JOB — Tally the lines in the entries below that contain the word "white", and give only that number.

EXTRACTED MATERIAL —

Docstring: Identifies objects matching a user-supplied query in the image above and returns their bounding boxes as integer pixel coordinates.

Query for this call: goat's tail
---
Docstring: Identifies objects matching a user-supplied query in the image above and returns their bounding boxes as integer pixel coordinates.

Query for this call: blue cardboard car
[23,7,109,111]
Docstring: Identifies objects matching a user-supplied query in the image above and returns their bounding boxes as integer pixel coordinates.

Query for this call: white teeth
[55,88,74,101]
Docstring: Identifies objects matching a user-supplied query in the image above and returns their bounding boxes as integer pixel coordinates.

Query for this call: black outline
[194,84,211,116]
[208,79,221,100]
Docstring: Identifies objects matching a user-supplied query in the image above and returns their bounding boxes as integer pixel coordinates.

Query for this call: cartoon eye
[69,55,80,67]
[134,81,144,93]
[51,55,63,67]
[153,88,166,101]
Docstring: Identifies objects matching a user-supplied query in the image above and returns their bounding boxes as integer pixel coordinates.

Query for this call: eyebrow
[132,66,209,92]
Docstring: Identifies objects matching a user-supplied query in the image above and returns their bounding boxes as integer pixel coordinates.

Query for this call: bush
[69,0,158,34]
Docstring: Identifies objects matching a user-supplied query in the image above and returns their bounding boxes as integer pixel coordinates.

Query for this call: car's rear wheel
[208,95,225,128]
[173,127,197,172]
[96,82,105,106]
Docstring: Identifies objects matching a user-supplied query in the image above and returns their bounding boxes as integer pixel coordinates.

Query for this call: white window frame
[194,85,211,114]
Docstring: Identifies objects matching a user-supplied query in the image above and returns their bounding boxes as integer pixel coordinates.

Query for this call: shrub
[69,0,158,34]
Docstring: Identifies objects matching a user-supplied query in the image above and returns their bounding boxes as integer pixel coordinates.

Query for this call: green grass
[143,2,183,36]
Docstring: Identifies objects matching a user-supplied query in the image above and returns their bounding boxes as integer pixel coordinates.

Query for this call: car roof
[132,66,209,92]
==
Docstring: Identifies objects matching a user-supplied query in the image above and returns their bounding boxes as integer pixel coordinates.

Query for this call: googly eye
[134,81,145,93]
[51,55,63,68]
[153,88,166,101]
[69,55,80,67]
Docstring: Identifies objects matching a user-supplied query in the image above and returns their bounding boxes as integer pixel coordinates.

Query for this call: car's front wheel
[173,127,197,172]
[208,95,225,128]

ANSWER TO THIS PROBLEM — 2